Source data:
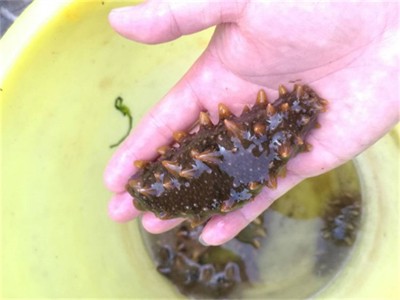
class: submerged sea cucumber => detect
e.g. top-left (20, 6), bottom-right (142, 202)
top-left (126, 84), bottom-right (327, 225)
top-left (152, 215), bottom-right (266, 299)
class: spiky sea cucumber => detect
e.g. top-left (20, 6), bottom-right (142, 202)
top-left (126, 84), bottom-right (328, 226)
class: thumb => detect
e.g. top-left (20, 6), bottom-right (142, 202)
top-left (109, 0), bottom-right (247, 44)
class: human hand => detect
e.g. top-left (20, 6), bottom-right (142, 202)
top-left (104, 0), bottom-right (400, 245)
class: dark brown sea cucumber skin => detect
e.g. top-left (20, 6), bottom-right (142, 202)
top-left (126, 85), bottom-right (327, 224)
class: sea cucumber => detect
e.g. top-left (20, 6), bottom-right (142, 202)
top-left (126, 84), bottom-right (328, 226)
top-left (321, 193), bottom-right (361, 246)
top-left (151, 215), bottom-right (266, 299)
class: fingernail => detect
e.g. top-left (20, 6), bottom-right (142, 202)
top-left (199, 236), bottom-right (210, 247)
top-left (111, 6), bottom-right (133, 14)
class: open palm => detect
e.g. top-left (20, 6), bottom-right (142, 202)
top-left (104, 1), bottom-right (400, 245)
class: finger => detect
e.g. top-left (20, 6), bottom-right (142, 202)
top-left (142, 212), bottom-right (184, 234)
top-left (109, 0), bottom-right (246, 44)
top-left (200, 173), bottom-right (302, 246)
top-left (108, 192), bottom-right (141, 223)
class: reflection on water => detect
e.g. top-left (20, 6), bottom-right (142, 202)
top-left (142, 162), bottom-right (361, 299)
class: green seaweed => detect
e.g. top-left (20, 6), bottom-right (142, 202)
top-left (110, 97), bottom-right (133, 148)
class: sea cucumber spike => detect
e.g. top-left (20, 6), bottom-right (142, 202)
top-left (256, 90), bottom-right (268, 106)
top-left (293, 84), bottom-right (305, 100)
top-left (163, 177), bottom-right (173, 190)
top-left (196, 150), bottom-right (221, 164)
top-left (133, 160), bottom-right (149, 169)
top-left (278, 144), bottom-right (290, 158)
top-left (251, 240), bottom-right (261, 249)
top-left (319, 98), bottom-right (329, 106)
top-left (224, 120), bottom-right (244, 139)
top-left (281, 103), bottom-right (289, 111)
top-left (278, 85), bottom-right (289, 97)
top-left (252, 216), bottom-right (263, 226)
top-left (294, 136), bottom-right (304, 146)
top-left (304, 142), bottom-right (312, 152)
top-left (221, 200), bottom-right (232, 212)
top-left (172, 131), bottom-right (187, 143)
top-left (218, 103), bottom-right (231, 120)
top-left (267, 103), bottom-right (276, 116)
top-left (136, 187), bottom-right (155, 196)
top-left (190, 149), bottom-right (200, 158)
top-left (253, 123), bottom-right (265, 135)
top-left (301, 116), bottom-right (310, 125)
top-left (319, 105), bottom-right (326, 113)
top-left (242, 105), bottom-right (250, 114)
top-left (157, 146), bottom-right (171, 156)
top-left (154, 172), bottom-right (161, 180)
top-left (266, 173), bottom-right (278, 190)
top-left (128, 179), bottom-right (141, 189)
top-left (248, 181), bottom-right (261, 191)
top-left (278, 166), bottom-right (287, 178)
top-left (162, 160), bottom-right (181, 177)
top-left (179, 169), bottom-right (196, 179)
top-left (199, 112), bottom-right (213, 127)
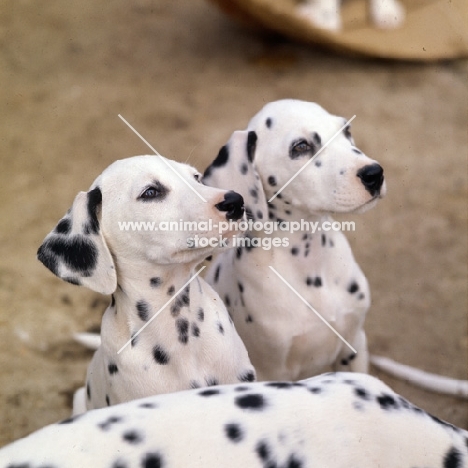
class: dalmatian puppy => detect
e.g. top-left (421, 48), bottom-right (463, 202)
top-left (296, 0), bottom-right (406, 31)
top-left (0, 373), bottom-right (468, 468)
top-left (204, 100), bottom-right (468, 398)
top-left (38, 156), bottom-right (255, 414)
top-left (203, 100), bottom-right (386, 380)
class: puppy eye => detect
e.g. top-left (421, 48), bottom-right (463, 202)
top-left (291, 140), bottom-right (313, 159)
top-left (138, 183), bottom-right (167, 201)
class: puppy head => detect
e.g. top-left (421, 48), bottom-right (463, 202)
top-left (38, 156), bottom-right (244, 294)
top-left (247, 100), bottom-right (386, 214)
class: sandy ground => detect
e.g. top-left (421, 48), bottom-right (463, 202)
top-left (0, 0), bottom-right (468, 445)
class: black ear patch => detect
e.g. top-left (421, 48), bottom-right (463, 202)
top-left (84, 187), bottom-right (102, 234)
top-left (37, 235), bottom-right (98, 276)
top-left (247, 131), bottom-right (257, 162)
top-left (203, 145), bottom-right (229, 177)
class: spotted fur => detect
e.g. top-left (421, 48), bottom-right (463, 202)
top-left (0, 373), bottom-right (468, 468)
top-left (38, 156), bottom-right (255, 414)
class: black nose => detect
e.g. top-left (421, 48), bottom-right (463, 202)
top-left (357, 163), bottom-right (384, 196)
top-left (215, 190), bottom-right (244, 221)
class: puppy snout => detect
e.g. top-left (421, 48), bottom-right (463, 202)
top-left (357, 163), bottom-right (384, 196)
top-left (215, 190), bottom-right (244, 221)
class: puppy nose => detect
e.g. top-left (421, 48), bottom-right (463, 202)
top-left (215, 190), bottom-right (244, 221)
top-left (357, 163), bottom-right (384, 196)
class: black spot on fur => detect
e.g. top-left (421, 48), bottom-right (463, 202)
top-left (224, 424), bottom-right (244, 442)
top-left (444, 447), bottom-right (462, 468)
top-left (107, 363), bottom-right (119, 375)
top-left (199, 388), bottom-right (220, 396)
top-left (247, 131), bottom-right (257, 162)
top-left (98, 416), bottom-right (123, 431)
top-left (37, 235), bottom-right (99, 277)
top-left (136, 301), bottom-right (149, 322)
top-left (59, 414), bottom-right (81, 424)
top-left (239, 370), bottom-right (255, 382)
top-left (138, 401), bottom-right (158, 409)
top-left (153, 345), bottom-right (169, 365)
top-left (150, 276), bottom-right (162, 288)
top-left (214, 265), bottom-right (221, 283)
top-left (130, 332), bottom-right (138, 348)
top-left (377, 394), bottom-right (399, 410)
top-left (192, 322), bottom-right (200, 337)
top-left (306, 276), bottom-right (322, 288)
top-left (55, 218), bottom-right (71, 234)
top-left (84, 187), bottom-right (102, 234)
top-left (265, 382), bottom-right (293, 389)
top-left (255, 440), bottom-right (277, 467)
top-left (307, 387), bottom-right (323, 395)
top-left (112, 460), bottom-right (128, 468)
top-left (354, 387), bottom-right (371, 401)
top-left (267, 176), bottom-right (278, 187)
top-left (63, 277), bottom-right (81, 286)
top-left (312, 132), bottom-right (322, 146)
top-left (122, 430), bottom-right (144, 445)
top-left (176, 318), bottom-right (189, 344)
top-left (141, 453), bottom-right (164, 468)
top-left (197, 307), bottom-right (205, 322)
top-left (203, 145), bottom-right (229, 177)
top-left (234, 393), bottom-right (266, 411)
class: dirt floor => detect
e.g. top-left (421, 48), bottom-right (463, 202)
top-left (0, 0), bottom-right (468, 446)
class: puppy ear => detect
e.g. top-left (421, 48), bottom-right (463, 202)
top-left (203, 130), bottom-right (268, 220)
top-left (37, 186), bottom-right (117, 294)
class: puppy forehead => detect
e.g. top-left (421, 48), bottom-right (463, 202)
top-left (249, 99), bottom-right (346, 137)
top-left (101, 155), bottom-right (195, 192)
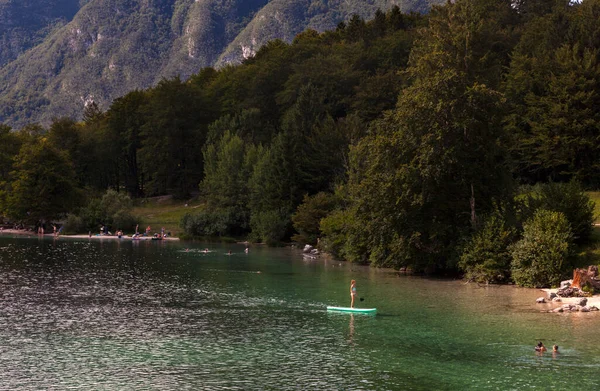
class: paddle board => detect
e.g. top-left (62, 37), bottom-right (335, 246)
top-left (327, 306), bottom-right (377, 314)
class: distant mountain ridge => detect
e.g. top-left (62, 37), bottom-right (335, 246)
top-left (0, 0), bottom-right (438, 128)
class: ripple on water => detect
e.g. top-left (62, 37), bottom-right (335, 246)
top-left (0, 241), bottom-right (600, 390)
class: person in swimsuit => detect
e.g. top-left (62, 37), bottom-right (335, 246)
top-left (535, 341), bottom-right (547, 353)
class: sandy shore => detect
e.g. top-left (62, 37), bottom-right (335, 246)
top-left (0, 229), bottom-right (179, 241)
top-left (542, 289), bottom-right (600, 308)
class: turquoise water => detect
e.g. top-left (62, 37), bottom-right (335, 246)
top-left (0, 237), bottom-right (600, 390)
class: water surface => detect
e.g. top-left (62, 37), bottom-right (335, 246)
top-left (0, 237), bottom-right (600, 390)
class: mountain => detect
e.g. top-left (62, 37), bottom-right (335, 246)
top-left (0, 0), bottom-right (85, 66)
top-left (0, 0), bottom-right (436, 128)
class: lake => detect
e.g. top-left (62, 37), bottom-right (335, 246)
top-left (0, 236), bottom-right (600, 390)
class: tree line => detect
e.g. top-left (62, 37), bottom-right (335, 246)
top-left (0, 0), bottom-right (600, 285)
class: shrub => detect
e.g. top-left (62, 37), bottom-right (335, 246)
top-left (519, 181), bottom-right (594, 243)
top-left (250, 208), bottom-right (291, 245)
top-left (510, 209), bottom-right (573, 288)
top-left (180, 207), bottom-right (248, 237)
top-left (292, 192), bottom-right (337, 245)
top-left (458, 215), bottom-right (515, 283)
top-left (64, 213), bottom-right (86, 234)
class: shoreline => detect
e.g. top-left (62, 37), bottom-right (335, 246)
top-left (0, 229), bottom-right (180, 241)
top-left (540, 288), bottom-right (600, 308)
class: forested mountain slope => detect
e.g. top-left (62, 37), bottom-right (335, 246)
top-left (0, 0), bottom-right (87, 66)
top-left (0, 0), bottom-right (429, 127)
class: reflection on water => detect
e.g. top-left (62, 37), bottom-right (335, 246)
top-left (0, 238), bottom-right (600, 390)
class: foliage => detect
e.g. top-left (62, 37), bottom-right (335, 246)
top-left (340, 2), bottom-right (511, 271)
top-left (520, 181), bottom-right (595, 244)
top-left (510, 209), bottom-right (573, 288)
top-left (180, 207), bottom-right (249, 237)
top-left (1, 138), bottom-right (78, 223)
top-left (292, 192), bottom-right (338, 245)
top-left (458, 214), bottom-right (516, 283)
top-left (0, 0), bottom-right (430, 127)
top-left (65, 190), bottom-right (136, 233)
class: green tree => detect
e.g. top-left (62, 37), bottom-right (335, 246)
top-left (518, 181), bottom-right (595, 244)
top-left (458, 215), bottom-right (516, 283)
top-left (510, 209), bottom-right (573, 288)
top-left (338, 1), bottom-right (512, 271)
top-left (2, 139), bottom-right (78, 223)
top-left (292, 192), bottom-right (338, 245)
top-left (0, 124), bottom-right (21, 186)
top-left (139, 78), bottom-right (210, 198)
top-left (106, 91), bottom-right (147, 197)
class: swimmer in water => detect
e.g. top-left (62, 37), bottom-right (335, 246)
top-left (535, 341), bottom-right (548, 353)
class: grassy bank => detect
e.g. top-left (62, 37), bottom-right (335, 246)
top-left (132, 196), bottom-right (202, 237)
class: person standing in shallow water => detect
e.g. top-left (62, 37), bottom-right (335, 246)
top-left (350, 280), bottom-right (357, 308)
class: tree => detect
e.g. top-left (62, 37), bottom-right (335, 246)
top-left (505, 0), bottom-right (600, 187)
top-left (292, 192), bottom-right (338, 245)
top-left (2, 139), bottom-right (78, 223)
top-left (458, 214), bottom-right (516, 283)
top-left (106, 91), bottom-right (147, 197)
top-left (139, 78), bottom-right (210, 198)
top-left (338, 1), bottom-right (511, 271)
top-left (0, 124), bottom-right (21, 183)
top-left (510, 209), bottom-right (573, 288)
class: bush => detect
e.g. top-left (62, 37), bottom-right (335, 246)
top-left (510, 209), bottom-right (573, 288)
top-left (250, 208), bottom-right (291, 245)
top-left (111, 209), bottom-right (136, 231)
top-left (520, 181), bottom-right (594, 243)
top-left (180, 207), bottom-right (248, 237)
top-left (64, 213), bottom-right (86, 234)
top-left (292, 192), bottom-right (337, 245)
top-left (458, 215), bottom-right (515, 283)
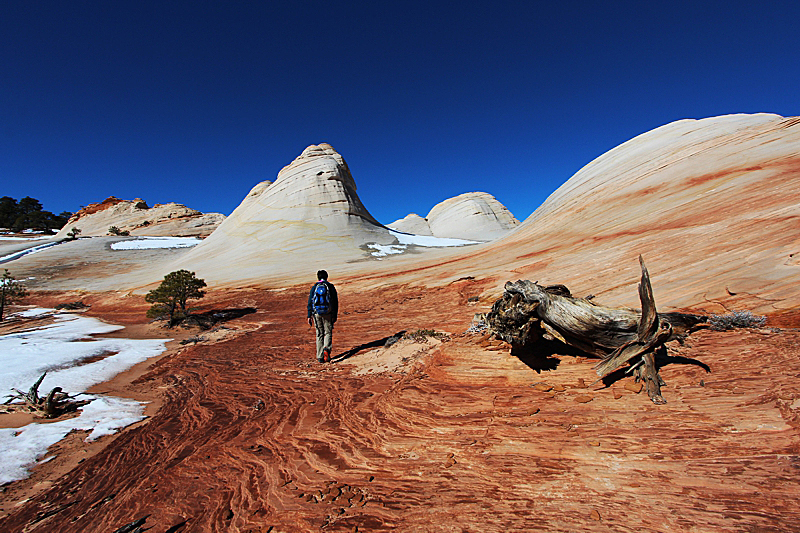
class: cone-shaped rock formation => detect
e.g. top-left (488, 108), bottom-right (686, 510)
top-left (180, 144), bottom-right (397, 282)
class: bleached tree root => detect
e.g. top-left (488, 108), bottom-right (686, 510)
top-left (486, 256), bottom-right (706, 404)
top-left (4, 372), bottom-right (92, 418)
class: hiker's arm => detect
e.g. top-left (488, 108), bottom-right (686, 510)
top-left (331, 286), bottom-right (339, 322)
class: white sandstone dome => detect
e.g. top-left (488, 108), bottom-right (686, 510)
top-left (425, 192), bottom-right (519, 241)
top-left (180, 143), bottom-right (397, 281)
top-left (386, 213), bottom-right (433, 236)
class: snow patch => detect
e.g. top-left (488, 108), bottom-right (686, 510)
top-left (0, 237), bottom-right (61, 263)
top-left (367, 230), bottom-right (481, 257)
top-left (389, 230), bottom-right (481, 247)
top-left (111, 237), bottom-right (200, 250)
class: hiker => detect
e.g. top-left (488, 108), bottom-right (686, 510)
top-left (308, 270), bottom-right (339, 363)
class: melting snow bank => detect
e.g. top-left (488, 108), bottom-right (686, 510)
top-left (0, 237), bottom-right (62, 263)
top-left (0, 309), bottom-right (169, 484)
top-left (111, 237), bottom-right (200, 250)
top-left (0, 397), bottom-right (145, 485)
top-left (367, 230), bottom-right (481, 257)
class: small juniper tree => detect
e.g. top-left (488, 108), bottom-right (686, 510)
top-left (0, 268), bottom-right (28, 320)
top-left (144, 270), bottom-right (206, 327)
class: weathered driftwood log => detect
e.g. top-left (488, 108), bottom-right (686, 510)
top-left (486, 256), bottom-right (705, 403)
top-left (4, 372), bottom-right (92, 418)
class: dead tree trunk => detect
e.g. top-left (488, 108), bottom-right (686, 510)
top-left (486, 256), bottom-right (705, 404)
top-left (5, 372), bottom-right (92, 418)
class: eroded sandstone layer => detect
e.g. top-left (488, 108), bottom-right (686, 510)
top-left (388, 192), bottom-right (519, 242)
top-left (3, 280), bottom-right (800, 533)
top-left (375, 113), bottom-right (800, 313)
top-left (56, 196), bottom-right (225, 238)
top-left (170, 143), bottom-right (412, 283)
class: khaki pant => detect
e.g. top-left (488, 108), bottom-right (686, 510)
top-left (314, 313), bottom-right (333, 363)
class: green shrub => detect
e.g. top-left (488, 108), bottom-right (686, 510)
top-left (708, 311), bottom-right (767, 331)
top-left (144, 270), bottom-right (206, 328)
top-left (0, 268), bottom-right (28, 320)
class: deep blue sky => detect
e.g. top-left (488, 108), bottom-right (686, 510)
top-left (0, 0), bottom-right (800, 223)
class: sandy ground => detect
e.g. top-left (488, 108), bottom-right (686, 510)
top-left (0, 280), bottom-right (800, 533)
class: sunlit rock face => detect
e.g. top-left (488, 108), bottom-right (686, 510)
top-left (387, 192), bottom-right (519, 241)
top-left (386, 213), bottom-right (433, 236)
top-left (56, 196), bottom-right (225, 238)
top-left (181, 144), bottom-right (396, 282)
top-left (434, 113), bottom-right (800, 313)
top-left (425, 192), bottom-right (519, 241)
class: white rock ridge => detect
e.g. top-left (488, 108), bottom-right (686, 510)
top-left (56, 196), bottom-right (225, 238)
top-left (454, 113), bottom-right (800, 313)
top-left (388, 192), bottom-right (519, 242)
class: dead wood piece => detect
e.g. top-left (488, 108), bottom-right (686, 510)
top-left (486, 256), bottom-right (706, 404)
top-left (4, 372), bottom-right (92, 418)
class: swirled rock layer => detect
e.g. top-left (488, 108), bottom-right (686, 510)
top-left (2, 280), bottom-right (800, 533)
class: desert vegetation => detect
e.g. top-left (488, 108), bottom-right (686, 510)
top-left (145, 270), bottom-right (206, 327)
top-left (708, 311), bottom-right (767, 331)
top-left (0, 268), bottom-right (28, 320)
top-left (0, 196), bottom-right (72, 231)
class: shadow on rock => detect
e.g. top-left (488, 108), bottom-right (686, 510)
top-left (511, 339), bottom-right (594, 374)
top-left (331, 330), bottom-right (406, 363)
top-left (601, 354), bottom-right (711, 387)
top-left (180, 307), bottom-right (256, 330)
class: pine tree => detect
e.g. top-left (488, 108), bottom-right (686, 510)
top-left (0, 268), bottom-right (28, 320)
top-left (144, 270), bottom-right (206, 327)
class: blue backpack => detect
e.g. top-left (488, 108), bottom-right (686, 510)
top-left (311, 281), bottom-right (331, 315)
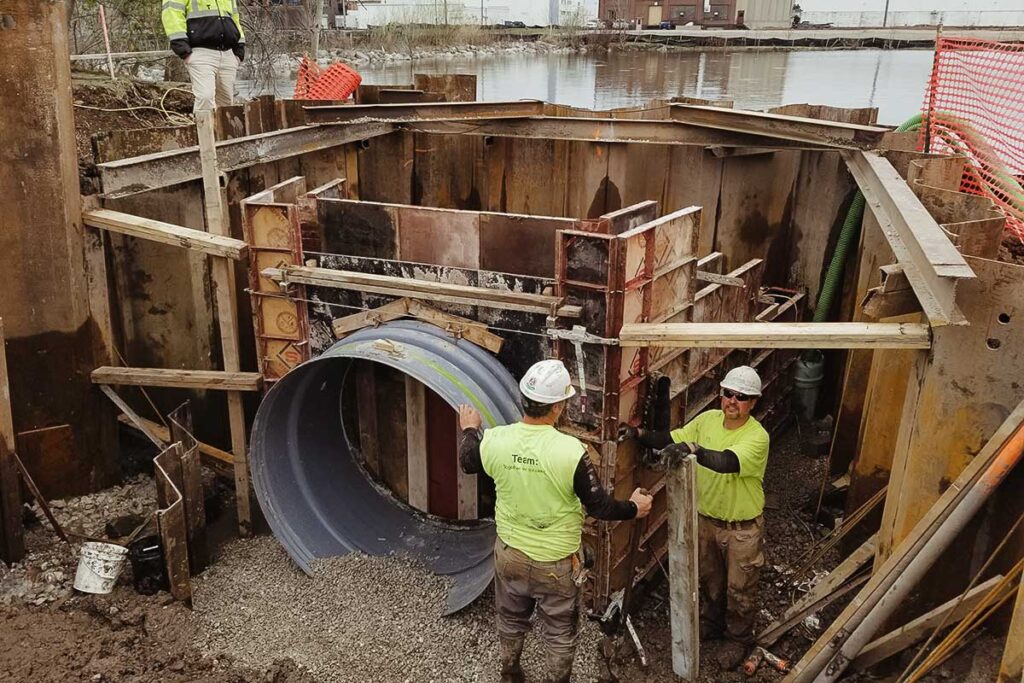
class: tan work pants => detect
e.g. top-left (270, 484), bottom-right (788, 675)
top-left (185, 47), bottom-right (239, 112)
top-left (697, 515), bottom-right (765, 644)
top-left (495, 539), bottom-right (580, 680)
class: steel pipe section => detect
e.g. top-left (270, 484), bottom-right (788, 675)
top-left (249, 321), bottom-right (522, 613)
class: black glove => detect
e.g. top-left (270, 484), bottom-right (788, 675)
top-left (618, 422), bottom-right (640, 442)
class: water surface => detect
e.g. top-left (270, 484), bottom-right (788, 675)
top-left (359, 50), bottom-right (932, 124)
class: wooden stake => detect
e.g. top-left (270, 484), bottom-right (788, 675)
top-left (0, 318), bottom-right (25, 562)
top-left (667, 459), bottom-right (700, 681)
top-left (196, 111), bottom-right (252, 536)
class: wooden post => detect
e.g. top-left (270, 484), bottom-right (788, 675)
top-left (0, 318), bottom-right (25, 564)
top-left (667, 459), bottom-right (700, 681)
top-left (406, 375), bottom-right (430, 512)
top-left (996, 588), bottom-right (1024, 683)
top-left (196, 111), bottom-right (252, 536)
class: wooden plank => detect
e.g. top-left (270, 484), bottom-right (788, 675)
top-left (696, 270), bottom-right (746, 287)
top-left (406, 375), bottom-right (430, 512)
top-left (0, 318), bottom-right (25, 564)
top-left (153, 443), bottom-right (191, 604)
top-left (993, 580), bottom-right (1024, 683)
top-left (306, 100), bottom-right (544, 124)
top-left (168, 401), bottom-right (210, 575)
top-left (82, 209), bottom-right (249, 261)
top-left (355, 362), bottom-right (381, 476)
top-left (262, 266), bottom-right (581, 317)
top-left (850, 574), bottom-right (1016, 681)
top-left (399, 117), bottom-right (824, 151)
top-left (671, 104), bottom-right (889, 148)
top-left (96, 121), bottom-right (394, 199)
top-left (196, 112), bottom-right (252, 536)
top-left (618, 323), bottom-right (931, 348)
top-left (118, 415), bottom-right (234, 476)
top-left (785, 397), bottom-right (1024, 683)
top-left (667, 458), bottom-right (700, 681)
top-left (90, 366), bottom-right (261, 391)
top-left (843, 152), bottom-right (974, 326)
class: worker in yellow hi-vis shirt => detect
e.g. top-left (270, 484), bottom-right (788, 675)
top-left (620, 366), bottom-right (768, 669)
top-left (459, 360), bottom-right (651, 683)
top-left (161, 0), bottom-right (246, 112)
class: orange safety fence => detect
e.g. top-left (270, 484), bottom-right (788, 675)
top-left (921, 37), bottom-right (1024, 240)
top-left (295, 55), bottom-right (362, 99)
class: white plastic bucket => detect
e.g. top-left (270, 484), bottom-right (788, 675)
top-left (75, 543), bottom-right (128, 593)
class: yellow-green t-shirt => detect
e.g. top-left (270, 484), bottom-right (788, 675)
top-left (672, 411), bottom-right (768, 522)
top-left (480, 422), bottom-right (586, 562)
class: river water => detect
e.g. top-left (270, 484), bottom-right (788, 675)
top-left (348, 50), bottom-right (932, 124)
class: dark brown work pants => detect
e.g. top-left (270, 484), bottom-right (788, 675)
top-left (495, 539), bottom-right (580, 681)
top-left (697, 515), bottom-right (765, 644)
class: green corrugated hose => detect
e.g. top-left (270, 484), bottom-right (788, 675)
top-left (814, 114), bottom-right (921, 323)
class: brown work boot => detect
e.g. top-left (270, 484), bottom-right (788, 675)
top-left (544, 653), bottom-right (573, 683)
top-left (715, 640), bottom-right (751, 671)
top-left (499, 636), bottom-right (525, 683)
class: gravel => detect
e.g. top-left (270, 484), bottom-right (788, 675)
top-left (0, 475), bottom-right (157, 606)
top-left (193, 537), bottom-right (600, 682)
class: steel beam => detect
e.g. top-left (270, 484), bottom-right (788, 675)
top-left (97, 123), bottom-right (394, 199)
top-left (842, 152), bottom-right (975, 327)
top-left (671, 104), bottom-right (889, 148)
top-left (399, 116), bottom-right (830, 148)
top-left (303, 99), bottom-right (544, 123)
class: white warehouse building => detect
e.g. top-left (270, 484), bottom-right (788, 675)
top-left (797, 0), bottom-right (1024, 28)
top-left (339, 0), bottom-right (597, 29)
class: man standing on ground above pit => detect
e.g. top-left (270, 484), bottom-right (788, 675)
top-left (161, 0), bottom-right (246, 112)
top-left (620, 366), bottom-right (769, 669)
top-left (459, 360), bottom-right (651, 683)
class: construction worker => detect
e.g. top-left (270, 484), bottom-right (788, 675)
top-left (620, 366), bottom-right (768, 670)
top-left (459, 360), bottom-right (651, 683)
top-left (161, 0), bottom-right (246, 112)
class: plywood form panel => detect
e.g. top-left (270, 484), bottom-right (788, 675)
top-left (479, 213), bottom-right (575, 278)
top-left (356, 131), bottom-right (415, 204)
top-left (558, 141), bottom-right (610, 218)
top-left (714, 152), bottom-right (801, 278)
top-left (316, 199), bottom-right (398, 259)
top-left (395, 207), bottom-right (481, 268)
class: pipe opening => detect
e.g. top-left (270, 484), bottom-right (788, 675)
top-left (250, 321), bottom-right (520, 612)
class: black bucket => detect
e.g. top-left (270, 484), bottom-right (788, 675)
top-left (128, 536), bottom-right (170, 595)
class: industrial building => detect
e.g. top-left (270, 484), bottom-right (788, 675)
top-left (598, 0), bottom-right (794, 29)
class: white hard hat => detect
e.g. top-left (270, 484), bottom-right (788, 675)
top-left (720, 366), bottom-right (761, 396)
top-left (519, 359), bottom-right (575, 403)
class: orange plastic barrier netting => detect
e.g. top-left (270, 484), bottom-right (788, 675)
top-left (921, 38), bottom-right (1024, 240)
top-left (295, 55), bottom-right (362, 99)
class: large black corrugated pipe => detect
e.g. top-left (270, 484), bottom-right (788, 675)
top-left (249, 321), bottom-right (521, 612)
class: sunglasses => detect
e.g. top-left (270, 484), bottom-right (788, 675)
top-left (722, 389), bottom-right (754, 401)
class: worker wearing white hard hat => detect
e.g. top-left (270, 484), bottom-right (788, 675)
top-left (459, 360), bottom-right (651, 683)
top-left (620, 366), bottom-right (769, 669)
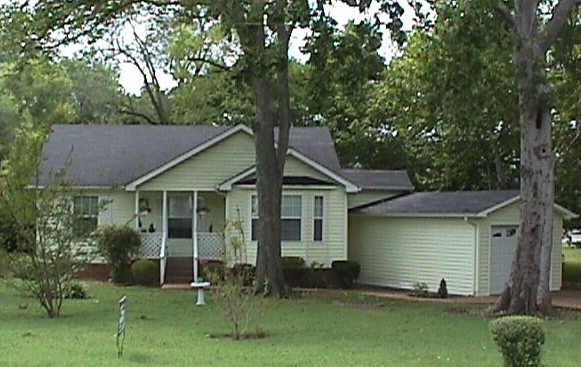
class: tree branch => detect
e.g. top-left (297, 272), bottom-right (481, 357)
top-left (495, 3), bottom-right (516, 29)
top-left (540, 0), bottom-right (581, 52)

* Exercise brief
Repeat the source data word for word, starting at the line containing "class: dark brown work pants => detect" and ending after the line containing "top-left (814, 114), bottom-right (921, 323)".

* Task output
class: dark brown work pants => detect
e.g. top-left (270, 484), bottom-right (788, 675)
top-left (495, 539), bottom-right (580, 681)
top-left (697, 515), bottom-right (765, 644)
class: green corrugated hose => detect
e.g. top-left (270, 484), bottom-right (788, 675)
top-left (814, 114), bottom-right (921, 323)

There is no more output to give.